WORK INSTRUCTION - Below are the records; reproduce all of them exactly but without any images.
------------------------------------
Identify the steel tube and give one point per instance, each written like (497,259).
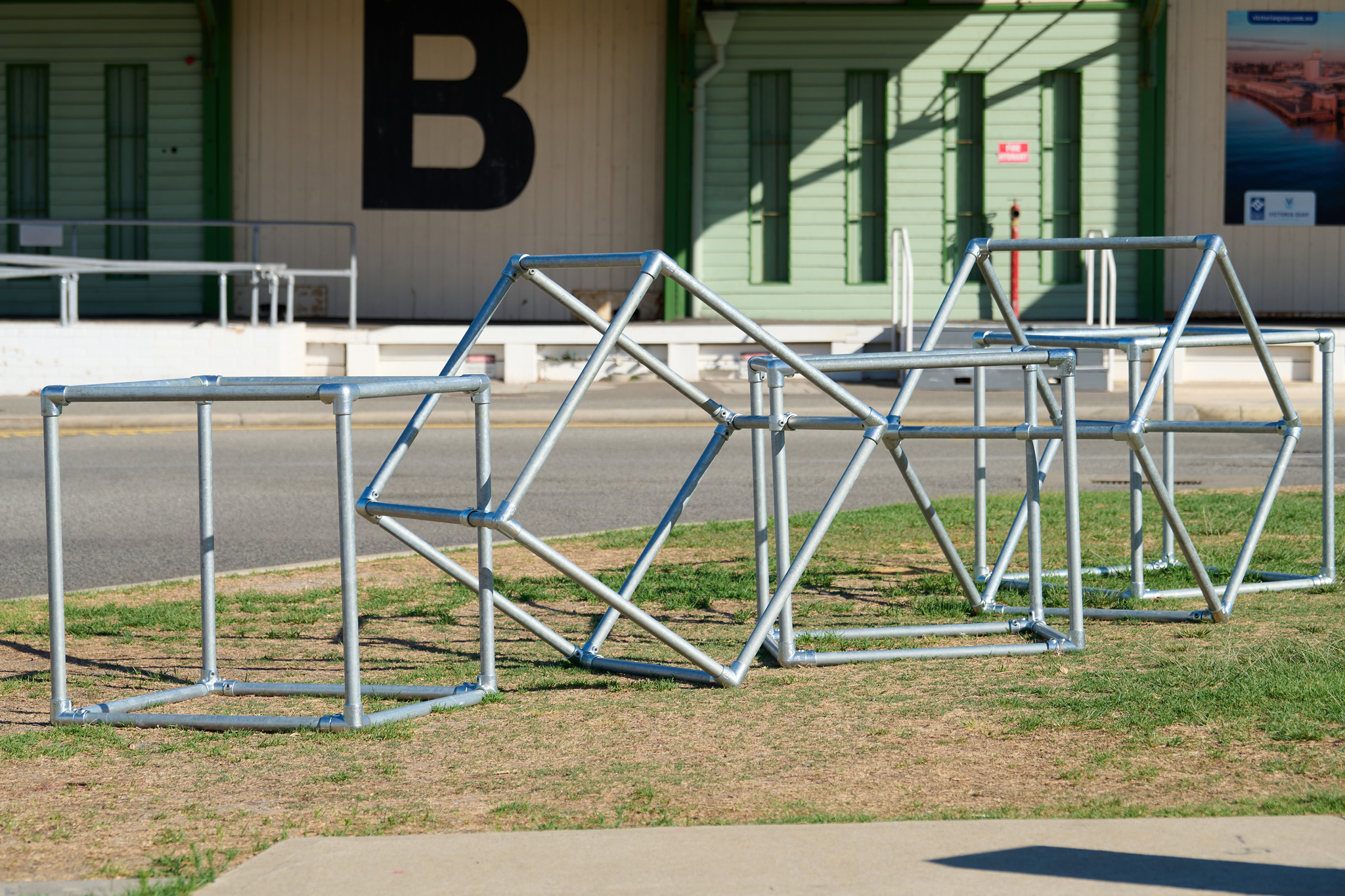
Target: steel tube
(319,689)
(502,603)
(1264,508)
(771,343)
(658,539)
(156,699)
(626,343)
(1029,398)
(1137,490)
(1074,547)
(572,400)
(1328,349)
(485,543)
(651,670)
(612,598)
(940,317)
(206,495)
(451,367)
(841,657)
(914,631)
(1245,310)
(761,512)
(1180,534)
(1001,297)
(780,485)
(978,469)
(1169,456)
(790,580)
(353,711)
(1169,350)
(55,558)
(931,515)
------------------------------------
SOLUTION -
Identify the steel tube and give one point per instance, each written like (497,259).
Target: steel tube
(319,689)
(502,603)
(1264,508)
(771,343)
(658,539)
(156,699)
(626,343)
(1029,398)
(1137,490)
(1074,547)
(572,400)
(1328,349)
(485,543)
(651,670)
(612,598)
(940,317)
(206,495)
(451,367)
(841,657)
(914,631)
(1245,310)
(761,512)
(1180,534)
(1001,297)
(780,485)
(978,469)
(1169,456)
(790,580)
(353,711)
(1169,350)
(55,558)
(931,515)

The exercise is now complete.